(Dataset entries)
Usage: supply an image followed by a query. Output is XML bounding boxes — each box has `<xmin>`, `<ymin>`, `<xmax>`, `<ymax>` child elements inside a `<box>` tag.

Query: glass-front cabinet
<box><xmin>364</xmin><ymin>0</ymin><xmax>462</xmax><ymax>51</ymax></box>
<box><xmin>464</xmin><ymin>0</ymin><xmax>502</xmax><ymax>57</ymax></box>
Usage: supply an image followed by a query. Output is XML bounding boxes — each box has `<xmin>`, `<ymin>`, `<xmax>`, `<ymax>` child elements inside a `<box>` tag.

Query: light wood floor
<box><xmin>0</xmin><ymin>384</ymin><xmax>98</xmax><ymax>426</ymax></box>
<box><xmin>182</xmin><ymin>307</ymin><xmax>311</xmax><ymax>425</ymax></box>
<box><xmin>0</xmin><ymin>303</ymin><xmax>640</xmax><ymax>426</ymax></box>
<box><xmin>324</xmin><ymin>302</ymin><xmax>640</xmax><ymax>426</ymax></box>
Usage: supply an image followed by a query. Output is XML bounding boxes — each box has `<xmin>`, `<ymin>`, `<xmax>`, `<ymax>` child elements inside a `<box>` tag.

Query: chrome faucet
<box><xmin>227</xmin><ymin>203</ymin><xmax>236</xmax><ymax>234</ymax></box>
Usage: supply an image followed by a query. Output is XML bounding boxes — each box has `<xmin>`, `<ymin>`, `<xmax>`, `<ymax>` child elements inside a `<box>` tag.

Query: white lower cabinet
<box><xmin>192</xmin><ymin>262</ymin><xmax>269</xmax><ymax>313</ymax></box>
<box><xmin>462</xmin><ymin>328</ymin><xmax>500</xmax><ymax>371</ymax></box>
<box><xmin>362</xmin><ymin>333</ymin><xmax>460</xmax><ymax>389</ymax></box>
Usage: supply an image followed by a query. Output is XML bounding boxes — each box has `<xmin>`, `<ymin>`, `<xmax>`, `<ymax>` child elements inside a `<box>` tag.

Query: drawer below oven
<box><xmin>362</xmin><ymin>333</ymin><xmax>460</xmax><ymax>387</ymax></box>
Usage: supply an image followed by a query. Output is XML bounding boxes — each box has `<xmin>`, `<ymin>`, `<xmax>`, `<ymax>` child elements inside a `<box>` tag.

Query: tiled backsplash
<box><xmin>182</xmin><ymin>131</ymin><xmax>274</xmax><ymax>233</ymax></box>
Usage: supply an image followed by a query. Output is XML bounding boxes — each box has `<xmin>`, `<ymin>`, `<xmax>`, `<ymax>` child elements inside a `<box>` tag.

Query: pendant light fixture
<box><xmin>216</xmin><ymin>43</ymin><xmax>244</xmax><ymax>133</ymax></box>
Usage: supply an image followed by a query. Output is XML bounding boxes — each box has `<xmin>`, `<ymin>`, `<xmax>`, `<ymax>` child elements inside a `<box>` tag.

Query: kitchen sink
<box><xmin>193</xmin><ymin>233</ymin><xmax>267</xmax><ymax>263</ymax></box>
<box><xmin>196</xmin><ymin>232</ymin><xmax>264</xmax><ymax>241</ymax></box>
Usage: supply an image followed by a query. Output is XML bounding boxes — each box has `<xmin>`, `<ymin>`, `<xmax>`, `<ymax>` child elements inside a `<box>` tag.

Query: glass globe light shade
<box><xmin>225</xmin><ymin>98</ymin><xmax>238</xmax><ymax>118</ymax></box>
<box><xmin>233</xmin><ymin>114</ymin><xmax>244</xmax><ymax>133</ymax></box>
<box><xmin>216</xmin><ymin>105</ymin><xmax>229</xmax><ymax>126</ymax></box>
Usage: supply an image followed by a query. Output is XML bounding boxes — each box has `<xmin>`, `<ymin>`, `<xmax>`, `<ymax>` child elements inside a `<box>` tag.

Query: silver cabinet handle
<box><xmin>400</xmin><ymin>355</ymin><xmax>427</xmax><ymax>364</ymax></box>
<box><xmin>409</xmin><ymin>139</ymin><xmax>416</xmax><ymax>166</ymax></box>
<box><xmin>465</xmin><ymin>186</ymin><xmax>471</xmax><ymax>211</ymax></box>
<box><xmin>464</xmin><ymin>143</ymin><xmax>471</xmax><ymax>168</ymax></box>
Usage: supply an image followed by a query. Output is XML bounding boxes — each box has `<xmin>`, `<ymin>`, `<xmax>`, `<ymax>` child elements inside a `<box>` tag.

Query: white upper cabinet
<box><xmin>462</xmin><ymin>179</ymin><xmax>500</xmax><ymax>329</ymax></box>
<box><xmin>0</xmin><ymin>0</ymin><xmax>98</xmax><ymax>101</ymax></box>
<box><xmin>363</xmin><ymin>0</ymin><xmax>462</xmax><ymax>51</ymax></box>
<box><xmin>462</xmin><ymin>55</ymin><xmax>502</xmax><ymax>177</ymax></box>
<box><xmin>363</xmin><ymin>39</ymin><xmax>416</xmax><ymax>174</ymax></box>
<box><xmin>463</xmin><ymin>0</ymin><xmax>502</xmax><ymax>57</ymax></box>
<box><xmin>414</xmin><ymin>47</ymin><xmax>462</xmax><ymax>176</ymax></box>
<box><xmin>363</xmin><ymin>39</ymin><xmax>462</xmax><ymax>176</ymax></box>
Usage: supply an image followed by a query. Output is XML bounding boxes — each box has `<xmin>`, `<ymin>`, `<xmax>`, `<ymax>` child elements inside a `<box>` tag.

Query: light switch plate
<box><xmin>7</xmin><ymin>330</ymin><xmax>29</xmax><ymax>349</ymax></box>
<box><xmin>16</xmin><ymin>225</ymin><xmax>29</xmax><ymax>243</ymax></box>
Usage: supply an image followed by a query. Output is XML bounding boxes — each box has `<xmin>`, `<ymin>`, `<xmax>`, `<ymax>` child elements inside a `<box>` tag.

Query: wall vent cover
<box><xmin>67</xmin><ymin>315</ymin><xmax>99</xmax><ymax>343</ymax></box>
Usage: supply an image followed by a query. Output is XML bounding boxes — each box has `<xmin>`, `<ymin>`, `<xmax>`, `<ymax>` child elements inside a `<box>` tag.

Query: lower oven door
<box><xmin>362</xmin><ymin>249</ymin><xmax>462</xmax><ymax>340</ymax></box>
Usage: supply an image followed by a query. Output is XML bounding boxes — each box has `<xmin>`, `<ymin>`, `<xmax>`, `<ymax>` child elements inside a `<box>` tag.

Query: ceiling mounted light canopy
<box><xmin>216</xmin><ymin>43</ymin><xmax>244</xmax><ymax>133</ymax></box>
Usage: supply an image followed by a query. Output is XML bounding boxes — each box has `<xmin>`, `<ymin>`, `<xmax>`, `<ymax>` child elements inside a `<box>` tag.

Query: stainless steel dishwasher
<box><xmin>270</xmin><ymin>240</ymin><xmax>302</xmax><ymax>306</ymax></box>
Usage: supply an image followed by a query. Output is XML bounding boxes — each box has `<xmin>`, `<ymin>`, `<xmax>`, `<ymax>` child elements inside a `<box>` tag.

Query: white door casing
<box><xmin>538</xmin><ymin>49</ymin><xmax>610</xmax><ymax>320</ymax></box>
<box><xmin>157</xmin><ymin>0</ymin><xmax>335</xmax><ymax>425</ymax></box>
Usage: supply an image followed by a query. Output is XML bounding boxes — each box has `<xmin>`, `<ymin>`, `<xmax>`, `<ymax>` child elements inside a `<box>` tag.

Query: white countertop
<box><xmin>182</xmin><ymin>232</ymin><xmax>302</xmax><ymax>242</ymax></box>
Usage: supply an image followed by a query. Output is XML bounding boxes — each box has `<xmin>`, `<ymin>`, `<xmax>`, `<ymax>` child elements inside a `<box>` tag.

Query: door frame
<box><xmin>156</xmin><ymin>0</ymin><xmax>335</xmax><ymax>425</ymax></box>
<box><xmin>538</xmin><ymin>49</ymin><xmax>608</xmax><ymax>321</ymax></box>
* * *
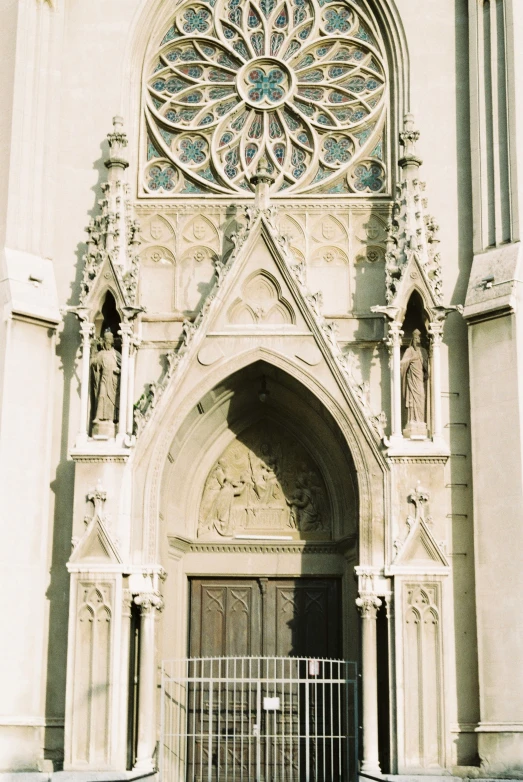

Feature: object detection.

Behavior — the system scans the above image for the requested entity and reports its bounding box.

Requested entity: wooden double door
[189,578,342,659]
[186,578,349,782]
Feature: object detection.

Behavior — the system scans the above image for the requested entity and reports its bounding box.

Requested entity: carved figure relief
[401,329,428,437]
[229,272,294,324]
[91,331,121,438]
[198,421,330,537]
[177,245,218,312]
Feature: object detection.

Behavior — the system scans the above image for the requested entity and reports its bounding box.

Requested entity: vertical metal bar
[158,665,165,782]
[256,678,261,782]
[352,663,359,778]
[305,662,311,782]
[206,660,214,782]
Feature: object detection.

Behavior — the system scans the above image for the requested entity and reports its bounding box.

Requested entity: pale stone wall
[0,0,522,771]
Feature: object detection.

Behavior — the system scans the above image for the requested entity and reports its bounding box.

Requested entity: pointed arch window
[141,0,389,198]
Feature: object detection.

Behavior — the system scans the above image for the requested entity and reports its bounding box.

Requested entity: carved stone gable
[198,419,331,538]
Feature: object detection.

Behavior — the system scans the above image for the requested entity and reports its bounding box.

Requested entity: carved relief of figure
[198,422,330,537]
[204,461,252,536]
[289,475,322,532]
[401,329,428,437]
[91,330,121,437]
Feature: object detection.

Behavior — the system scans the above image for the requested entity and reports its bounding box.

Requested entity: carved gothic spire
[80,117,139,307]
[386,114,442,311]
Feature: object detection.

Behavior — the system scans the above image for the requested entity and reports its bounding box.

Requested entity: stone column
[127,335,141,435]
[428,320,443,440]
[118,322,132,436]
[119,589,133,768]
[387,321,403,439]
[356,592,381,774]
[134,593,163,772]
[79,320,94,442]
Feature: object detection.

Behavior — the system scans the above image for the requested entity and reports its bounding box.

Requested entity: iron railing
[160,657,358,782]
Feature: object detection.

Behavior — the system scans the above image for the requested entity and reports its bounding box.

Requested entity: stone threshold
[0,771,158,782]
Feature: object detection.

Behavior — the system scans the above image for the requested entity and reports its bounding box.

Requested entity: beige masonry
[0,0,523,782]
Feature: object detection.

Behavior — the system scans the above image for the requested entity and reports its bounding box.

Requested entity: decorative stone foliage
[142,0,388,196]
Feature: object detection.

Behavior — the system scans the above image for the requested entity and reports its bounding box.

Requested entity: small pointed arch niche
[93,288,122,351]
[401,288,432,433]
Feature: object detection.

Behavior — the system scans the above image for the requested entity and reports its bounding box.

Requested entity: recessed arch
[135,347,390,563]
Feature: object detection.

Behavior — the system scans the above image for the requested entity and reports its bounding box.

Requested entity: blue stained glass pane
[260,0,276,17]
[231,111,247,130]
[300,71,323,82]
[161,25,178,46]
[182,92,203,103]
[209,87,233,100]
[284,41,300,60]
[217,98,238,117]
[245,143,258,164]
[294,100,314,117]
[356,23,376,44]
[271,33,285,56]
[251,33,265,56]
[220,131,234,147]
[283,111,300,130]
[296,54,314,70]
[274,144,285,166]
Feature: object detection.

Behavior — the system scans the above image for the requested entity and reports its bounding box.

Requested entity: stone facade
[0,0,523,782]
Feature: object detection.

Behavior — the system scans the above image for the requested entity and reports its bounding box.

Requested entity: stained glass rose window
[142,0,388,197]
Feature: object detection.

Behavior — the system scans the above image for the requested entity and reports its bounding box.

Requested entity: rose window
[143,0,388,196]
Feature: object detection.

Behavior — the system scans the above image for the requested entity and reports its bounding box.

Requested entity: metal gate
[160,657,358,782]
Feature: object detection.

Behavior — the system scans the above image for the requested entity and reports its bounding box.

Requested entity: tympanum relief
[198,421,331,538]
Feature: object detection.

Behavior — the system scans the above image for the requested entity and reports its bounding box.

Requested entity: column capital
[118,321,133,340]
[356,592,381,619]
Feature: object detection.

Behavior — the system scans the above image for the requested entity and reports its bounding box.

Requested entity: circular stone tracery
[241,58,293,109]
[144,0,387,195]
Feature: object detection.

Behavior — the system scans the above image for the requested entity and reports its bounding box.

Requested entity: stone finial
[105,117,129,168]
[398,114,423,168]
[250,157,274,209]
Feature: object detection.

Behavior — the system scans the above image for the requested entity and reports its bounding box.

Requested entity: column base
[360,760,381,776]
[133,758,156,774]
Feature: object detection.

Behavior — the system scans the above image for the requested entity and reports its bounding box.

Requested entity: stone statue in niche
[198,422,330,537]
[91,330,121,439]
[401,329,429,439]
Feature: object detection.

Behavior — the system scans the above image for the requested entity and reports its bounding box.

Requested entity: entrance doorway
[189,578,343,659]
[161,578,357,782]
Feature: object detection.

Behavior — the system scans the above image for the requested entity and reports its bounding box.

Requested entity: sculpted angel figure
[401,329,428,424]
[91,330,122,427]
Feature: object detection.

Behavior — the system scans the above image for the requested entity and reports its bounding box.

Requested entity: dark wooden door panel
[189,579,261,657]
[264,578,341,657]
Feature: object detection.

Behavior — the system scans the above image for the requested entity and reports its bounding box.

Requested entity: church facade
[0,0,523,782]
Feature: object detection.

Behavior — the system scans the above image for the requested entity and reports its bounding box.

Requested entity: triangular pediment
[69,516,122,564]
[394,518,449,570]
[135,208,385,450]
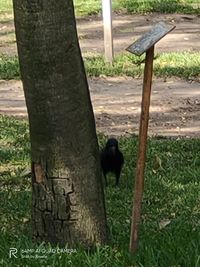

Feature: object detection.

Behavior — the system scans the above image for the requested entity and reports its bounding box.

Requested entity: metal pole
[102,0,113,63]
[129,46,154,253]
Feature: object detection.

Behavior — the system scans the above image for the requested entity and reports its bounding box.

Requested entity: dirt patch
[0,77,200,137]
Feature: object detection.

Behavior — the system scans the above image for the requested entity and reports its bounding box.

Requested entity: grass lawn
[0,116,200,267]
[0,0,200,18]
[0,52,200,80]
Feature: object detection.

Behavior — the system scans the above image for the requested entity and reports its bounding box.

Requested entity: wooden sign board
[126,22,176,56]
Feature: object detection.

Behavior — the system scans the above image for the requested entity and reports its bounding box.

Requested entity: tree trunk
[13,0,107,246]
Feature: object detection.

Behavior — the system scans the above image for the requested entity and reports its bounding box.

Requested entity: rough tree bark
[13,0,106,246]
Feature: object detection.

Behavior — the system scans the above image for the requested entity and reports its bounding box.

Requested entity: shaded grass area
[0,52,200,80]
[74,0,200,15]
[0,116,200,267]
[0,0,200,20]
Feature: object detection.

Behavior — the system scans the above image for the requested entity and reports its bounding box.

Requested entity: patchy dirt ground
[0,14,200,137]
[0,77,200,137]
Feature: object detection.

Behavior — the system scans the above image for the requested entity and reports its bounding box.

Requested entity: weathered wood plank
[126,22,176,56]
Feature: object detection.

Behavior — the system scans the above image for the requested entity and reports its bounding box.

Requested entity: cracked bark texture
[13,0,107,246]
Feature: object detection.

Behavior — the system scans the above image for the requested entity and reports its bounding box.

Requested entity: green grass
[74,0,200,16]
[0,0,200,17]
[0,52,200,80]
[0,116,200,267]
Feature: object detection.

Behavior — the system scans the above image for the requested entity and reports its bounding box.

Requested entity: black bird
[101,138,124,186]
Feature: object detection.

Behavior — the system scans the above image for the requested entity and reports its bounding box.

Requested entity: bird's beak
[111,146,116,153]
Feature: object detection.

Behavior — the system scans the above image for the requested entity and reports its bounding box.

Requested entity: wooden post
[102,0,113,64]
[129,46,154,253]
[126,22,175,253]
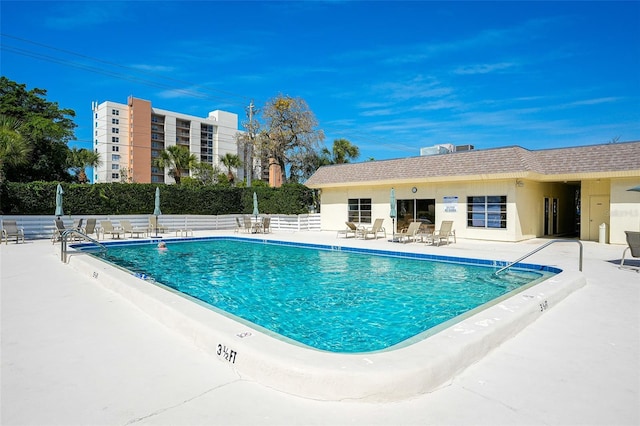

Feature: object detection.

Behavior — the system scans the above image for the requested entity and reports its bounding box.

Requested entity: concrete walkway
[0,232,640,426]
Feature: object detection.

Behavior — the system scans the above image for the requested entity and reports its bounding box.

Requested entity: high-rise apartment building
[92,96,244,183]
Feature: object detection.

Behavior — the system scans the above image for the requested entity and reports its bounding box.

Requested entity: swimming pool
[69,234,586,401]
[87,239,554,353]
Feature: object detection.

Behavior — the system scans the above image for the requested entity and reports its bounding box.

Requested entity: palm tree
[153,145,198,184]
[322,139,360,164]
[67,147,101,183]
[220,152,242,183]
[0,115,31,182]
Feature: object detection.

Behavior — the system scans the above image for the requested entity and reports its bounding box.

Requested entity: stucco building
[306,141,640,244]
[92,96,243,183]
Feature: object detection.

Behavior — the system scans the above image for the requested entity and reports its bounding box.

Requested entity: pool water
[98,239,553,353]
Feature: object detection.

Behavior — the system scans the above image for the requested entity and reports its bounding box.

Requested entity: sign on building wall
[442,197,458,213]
* * *
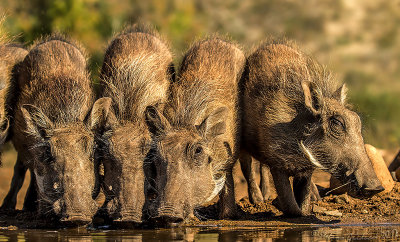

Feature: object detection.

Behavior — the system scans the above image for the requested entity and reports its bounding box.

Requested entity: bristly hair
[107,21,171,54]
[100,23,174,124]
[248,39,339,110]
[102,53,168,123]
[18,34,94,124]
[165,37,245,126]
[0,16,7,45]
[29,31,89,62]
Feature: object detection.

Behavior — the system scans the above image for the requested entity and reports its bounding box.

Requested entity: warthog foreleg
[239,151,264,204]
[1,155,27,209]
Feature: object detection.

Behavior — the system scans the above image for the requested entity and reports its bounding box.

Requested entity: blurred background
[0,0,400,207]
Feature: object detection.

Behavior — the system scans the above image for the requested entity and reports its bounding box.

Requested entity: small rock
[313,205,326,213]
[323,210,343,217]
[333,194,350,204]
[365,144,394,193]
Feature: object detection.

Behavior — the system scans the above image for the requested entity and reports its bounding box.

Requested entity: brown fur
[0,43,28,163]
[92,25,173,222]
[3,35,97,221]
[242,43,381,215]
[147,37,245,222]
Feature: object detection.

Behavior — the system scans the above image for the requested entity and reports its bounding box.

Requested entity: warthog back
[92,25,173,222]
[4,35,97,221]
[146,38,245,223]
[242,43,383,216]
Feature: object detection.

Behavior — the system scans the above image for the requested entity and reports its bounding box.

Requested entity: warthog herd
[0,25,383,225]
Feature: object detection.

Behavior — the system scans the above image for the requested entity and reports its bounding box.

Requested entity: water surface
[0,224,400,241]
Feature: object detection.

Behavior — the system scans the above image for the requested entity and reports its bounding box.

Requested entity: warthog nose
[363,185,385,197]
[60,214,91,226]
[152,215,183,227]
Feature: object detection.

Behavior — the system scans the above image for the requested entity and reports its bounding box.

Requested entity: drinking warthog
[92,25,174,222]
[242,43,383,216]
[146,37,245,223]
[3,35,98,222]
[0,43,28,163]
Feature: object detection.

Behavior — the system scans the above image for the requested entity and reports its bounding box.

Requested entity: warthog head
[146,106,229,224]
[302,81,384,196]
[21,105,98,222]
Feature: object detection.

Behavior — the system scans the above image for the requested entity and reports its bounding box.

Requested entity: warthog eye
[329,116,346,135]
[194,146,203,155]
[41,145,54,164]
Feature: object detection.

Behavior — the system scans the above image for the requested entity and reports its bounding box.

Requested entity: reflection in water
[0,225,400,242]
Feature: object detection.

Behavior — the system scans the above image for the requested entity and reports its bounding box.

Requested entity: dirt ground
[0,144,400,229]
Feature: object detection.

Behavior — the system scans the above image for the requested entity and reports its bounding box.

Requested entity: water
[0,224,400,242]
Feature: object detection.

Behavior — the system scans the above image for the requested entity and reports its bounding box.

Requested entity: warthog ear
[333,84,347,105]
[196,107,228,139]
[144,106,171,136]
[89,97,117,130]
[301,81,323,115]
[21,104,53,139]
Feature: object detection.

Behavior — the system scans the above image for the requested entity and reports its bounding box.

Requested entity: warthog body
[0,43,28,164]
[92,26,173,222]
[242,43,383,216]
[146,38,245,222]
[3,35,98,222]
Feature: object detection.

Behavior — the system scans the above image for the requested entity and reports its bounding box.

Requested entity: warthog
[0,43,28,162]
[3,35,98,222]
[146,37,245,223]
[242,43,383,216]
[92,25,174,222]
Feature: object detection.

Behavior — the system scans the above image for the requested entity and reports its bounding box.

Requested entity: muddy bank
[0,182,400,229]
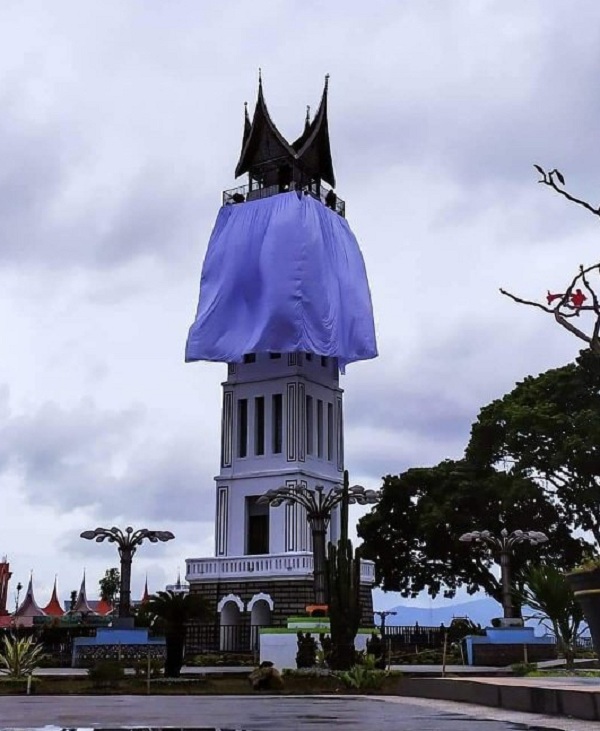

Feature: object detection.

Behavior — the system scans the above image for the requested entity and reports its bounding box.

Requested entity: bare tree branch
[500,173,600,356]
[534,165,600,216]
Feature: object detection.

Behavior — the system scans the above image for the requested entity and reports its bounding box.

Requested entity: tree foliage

_PROBLEM REQUIREMENTS_:
Find every line in the records above that contains the string "oven", treating uppercase and lowercase as different. Copy each of those lines.

_REPLY TO THE TASK_:
Query: drawer below oven
Query: lower oven door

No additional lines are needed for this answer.